=== PROBLEM DESCRIPTION ===
In the Billion Dollar Brain text below, how many virus-laden eggs does the package Harry Palmer takes to Helsinki contain?

=== EXERCISE TEXT ===
- American film poster
- Directed by: Ken Russell
- Screenplay by: John McGrath
- Based on: Billion-Dollar Brain by Len Deighton
- Produced by: Harry Saltzman
- Starring: Michael Caine; Karl Malden; Ed Begley; Oscar Homolka; Françoise Dorléac;
- Cinematography: Billy Williams
- Edited by: Alan Osbiston
- Music by: Richard Rodney Bennett
- Production companies: Lowndes Productions; Jovera S.A.;
- Distributed by: United Artists
- Release date: 16 November 1967 (UK);
- Running time: 111 minutes
- Country: United Kingdom
- Language: English
- Box office: $1.5 million (US/Canada)

= Billion Dollar Brain =

1967 British film by Ken Russell

Billion Dollar Brain is a 1967 British espionage film directed by Ken Russell and based on the 1966 novel Billion-Dollar Brain by Len Deighton. The film features Michael Caine as secret agent Harry Palmer, the anti-hero protagonist. The "brain" of the title is a sophisticated computer with which an anti-communist organisation controls its worldwide anti-Soviet spy network.

Billion Dollar Brain is the third of the Harry Palmer film series, preceded by The Ipcress File (1965) and Funeral in Berlin (1966). It is the only film in which Ken Russell worked as a mainstream 'director-for-hire', and the last film of Françoise Dorléac. A fourth film in the series, an adaptation of Horse Under Water, also to be released by United Artists, was tentatively planned but never made. Caine played Palmer in two later films, Bullet to Beijing and Midnight in Saint Petersburg.

==Plot==
Harry Palmer, who has left MI5 to work as a private investigator, is told by a mechanical voice on the phone to take a package to Helsinki. The package contains six virus-laden eggs that have been stolen from the government of the United Kingdom's research facility at Porton Down. In Helsinki, he is met by Anya, who takes him to meet her handler, Harry's old friend Leo Newbigen. Leo is in love with Anya, but Harry sees that she is only pretending to reciprocate.

After determining that he cannot trust either Leo or Anya, Harry is abducted by his former MI5 superior, Colonel Ross, who coerces him into working once more for the British government in pursuing the conspiracy and getting the eggs back. Leo takes Harry to a secret room where a computer issues daily instructions to the local team, speaking in the same voice that summoned Harry to Helsinki. The computer orders Leo to kill Anya, but he doesn't. All go to meet a scientist who assesses the value of the eggs and Harry is introduced as a new operator.

Harry is ordered to Soviet-occupied Latvia, in the USSR, where he joins rebels to obtain intelligence. After being captured and left for dead, Harry is set free by Colonel Stok, an old acquaintance from the KGB. Back in Helsinki, Anya tries to kill Harry while seducing him, then confesses that the computer told her to kill him. Harry locks her in a room and waits for Leo at the computer. Leo offers to pay off Harry for his trouble, but Harry insists on half of the money Leo is getting from whatever the conspiracy is all about.

=== EXTRACTED MATERIAL ===
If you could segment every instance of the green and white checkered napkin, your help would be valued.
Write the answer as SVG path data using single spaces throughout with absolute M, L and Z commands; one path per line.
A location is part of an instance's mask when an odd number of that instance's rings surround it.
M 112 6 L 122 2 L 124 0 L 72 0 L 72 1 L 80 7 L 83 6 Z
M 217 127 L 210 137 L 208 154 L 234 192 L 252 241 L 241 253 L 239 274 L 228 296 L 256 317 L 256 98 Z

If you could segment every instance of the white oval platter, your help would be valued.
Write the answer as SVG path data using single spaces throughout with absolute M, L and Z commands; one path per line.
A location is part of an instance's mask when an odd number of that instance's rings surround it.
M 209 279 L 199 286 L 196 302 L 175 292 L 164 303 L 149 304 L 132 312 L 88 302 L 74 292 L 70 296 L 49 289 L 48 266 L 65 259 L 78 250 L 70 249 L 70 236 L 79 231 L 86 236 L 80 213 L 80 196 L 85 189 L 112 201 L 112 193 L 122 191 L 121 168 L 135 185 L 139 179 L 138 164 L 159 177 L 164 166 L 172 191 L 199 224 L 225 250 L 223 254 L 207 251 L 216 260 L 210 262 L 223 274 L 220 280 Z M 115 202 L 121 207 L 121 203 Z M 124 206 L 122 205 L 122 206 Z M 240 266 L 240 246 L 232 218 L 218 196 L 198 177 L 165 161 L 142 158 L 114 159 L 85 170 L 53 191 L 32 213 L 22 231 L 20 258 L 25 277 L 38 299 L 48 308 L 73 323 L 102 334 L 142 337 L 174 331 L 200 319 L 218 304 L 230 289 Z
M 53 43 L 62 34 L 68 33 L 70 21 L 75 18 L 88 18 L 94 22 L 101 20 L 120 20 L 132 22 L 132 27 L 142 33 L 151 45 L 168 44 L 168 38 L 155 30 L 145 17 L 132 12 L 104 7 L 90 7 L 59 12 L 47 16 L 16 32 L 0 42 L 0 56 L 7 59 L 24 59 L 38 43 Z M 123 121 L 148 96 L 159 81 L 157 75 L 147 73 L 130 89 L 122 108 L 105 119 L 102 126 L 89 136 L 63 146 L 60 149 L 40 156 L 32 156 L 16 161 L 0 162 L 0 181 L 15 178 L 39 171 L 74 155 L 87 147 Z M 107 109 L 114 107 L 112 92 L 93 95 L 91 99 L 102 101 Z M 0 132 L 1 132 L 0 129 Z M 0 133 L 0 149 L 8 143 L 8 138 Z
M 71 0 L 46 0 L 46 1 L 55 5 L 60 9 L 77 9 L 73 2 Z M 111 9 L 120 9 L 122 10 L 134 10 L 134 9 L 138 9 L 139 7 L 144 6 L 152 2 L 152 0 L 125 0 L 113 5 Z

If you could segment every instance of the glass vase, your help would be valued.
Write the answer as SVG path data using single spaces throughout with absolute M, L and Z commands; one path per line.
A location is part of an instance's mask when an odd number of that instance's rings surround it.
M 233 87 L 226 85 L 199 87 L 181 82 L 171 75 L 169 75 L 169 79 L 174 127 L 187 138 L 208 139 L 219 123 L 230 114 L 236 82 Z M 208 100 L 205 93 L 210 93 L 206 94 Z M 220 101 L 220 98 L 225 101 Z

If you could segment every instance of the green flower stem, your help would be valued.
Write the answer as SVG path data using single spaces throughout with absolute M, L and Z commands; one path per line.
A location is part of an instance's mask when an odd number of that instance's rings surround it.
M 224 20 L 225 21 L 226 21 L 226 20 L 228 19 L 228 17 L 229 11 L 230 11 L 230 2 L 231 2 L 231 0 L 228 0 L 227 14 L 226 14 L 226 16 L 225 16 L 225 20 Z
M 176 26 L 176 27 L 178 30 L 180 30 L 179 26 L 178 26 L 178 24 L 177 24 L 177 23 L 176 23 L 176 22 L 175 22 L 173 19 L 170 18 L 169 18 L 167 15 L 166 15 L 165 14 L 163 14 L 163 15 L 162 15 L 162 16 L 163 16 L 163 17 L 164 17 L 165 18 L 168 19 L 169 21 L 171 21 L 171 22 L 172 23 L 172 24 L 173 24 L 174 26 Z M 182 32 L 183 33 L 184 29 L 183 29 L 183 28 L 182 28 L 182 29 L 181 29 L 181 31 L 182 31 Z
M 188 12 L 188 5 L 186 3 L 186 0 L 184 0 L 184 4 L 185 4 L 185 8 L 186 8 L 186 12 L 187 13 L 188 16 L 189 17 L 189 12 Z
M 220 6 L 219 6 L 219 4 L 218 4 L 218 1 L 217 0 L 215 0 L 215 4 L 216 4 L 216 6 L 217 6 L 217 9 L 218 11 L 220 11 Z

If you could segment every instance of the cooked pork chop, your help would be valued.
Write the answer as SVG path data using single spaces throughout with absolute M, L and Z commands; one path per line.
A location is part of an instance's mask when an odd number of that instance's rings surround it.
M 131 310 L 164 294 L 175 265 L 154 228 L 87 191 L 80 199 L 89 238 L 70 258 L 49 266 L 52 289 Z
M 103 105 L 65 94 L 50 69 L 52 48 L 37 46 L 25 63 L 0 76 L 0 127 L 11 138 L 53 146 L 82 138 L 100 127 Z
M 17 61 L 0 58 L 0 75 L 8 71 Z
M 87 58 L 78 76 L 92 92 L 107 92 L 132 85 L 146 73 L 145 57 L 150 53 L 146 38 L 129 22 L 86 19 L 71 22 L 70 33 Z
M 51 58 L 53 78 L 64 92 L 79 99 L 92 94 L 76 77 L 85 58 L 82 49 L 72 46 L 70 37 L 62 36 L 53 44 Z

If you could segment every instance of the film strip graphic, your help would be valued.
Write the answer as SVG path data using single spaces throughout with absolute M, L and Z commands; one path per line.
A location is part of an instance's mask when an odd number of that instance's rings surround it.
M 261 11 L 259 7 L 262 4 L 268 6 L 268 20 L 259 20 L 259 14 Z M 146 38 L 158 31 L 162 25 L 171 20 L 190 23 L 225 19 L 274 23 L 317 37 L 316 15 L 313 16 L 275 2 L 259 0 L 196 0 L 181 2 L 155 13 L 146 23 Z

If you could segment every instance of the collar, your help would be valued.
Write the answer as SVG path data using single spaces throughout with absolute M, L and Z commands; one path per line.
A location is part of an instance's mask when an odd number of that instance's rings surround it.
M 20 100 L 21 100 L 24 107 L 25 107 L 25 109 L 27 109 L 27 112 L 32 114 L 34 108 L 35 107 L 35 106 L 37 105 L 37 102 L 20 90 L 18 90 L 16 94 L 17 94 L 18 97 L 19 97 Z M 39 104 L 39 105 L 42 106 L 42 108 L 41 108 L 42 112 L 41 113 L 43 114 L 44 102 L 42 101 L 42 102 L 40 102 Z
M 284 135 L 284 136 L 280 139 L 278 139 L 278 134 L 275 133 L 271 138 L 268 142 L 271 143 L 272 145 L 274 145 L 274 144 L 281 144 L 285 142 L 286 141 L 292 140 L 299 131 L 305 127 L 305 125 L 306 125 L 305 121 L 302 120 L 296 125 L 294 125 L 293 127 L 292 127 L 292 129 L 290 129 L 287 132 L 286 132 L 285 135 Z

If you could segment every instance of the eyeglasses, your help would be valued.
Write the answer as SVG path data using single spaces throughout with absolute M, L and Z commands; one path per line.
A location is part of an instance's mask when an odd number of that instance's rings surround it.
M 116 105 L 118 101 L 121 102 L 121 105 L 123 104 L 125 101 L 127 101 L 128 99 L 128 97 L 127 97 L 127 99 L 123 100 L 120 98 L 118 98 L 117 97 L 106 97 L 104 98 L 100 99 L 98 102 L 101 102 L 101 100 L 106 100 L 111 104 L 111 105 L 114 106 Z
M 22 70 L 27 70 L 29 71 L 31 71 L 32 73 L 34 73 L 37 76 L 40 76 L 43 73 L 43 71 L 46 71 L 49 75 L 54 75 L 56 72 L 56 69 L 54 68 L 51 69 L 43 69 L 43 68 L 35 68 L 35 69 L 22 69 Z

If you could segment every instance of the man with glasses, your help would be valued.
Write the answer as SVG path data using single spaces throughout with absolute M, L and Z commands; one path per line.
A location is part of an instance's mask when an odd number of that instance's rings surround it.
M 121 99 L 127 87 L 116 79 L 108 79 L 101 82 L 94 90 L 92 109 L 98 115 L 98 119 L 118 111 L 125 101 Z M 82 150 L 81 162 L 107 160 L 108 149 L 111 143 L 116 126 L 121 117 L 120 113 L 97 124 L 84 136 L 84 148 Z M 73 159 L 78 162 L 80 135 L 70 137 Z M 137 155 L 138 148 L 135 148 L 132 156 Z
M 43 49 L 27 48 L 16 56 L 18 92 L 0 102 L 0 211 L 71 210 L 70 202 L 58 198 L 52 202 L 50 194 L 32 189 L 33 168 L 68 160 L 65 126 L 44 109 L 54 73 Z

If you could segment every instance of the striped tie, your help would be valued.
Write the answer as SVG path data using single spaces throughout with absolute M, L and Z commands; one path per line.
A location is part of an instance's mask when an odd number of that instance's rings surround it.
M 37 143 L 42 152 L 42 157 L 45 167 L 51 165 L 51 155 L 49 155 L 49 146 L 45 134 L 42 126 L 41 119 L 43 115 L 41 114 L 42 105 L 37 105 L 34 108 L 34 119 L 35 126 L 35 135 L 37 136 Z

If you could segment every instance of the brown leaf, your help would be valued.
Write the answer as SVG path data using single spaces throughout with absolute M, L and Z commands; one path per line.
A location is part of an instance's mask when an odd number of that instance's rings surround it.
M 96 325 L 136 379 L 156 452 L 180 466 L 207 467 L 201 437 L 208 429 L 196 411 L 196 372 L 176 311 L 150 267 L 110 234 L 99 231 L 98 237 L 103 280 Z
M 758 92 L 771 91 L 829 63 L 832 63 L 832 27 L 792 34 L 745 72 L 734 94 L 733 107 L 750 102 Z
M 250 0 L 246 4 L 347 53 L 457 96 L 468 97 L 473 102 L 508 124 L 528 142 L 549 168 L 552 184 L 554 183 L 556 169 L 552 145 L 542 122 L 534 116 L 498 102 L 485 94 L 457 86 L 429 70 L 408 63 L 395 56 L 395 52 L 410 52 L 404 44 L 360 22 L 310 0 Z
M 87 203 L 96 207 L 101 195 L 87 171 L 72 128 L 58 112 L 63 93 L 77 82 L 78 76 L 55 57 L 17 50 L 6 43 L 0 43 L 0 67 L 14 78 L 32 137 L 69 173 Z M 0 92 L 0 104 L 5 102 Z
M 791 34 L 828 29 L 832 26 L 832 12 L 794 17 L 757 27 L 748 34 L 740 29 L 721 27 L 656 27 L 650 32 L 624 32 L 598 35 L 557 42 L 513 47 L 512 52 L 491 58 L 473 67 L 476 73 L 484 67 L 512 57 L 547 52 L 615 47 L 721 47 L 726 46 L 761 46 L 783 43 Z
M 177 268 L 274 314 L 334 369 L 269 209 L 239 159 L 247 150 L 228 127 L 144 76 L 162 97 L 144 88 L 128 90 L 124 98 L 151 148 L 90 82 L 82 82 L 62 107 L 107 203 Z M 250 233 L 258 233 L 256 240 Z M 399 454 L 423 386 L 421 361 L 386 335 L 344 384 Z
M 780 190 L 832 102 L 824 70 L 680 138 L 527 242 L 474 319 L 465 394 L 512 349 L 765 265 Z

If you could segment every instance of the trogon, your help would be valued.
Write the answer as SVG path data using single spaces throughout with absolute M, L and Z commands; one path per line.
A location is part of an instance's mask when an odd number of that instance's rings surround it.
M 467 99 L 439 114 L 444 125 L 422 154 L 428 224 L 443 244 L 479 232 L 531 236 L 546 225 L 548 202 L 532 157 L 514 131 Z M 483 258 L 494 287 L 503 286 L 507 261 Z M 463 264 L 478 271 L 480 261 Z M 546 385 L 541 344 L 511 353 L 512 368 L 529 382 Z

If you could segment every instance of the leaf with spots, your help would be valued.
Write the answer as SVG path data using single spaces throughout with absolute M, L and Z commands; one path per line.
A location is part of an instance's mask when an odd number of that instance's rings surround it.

=== COMPLETED TASK ===
Six.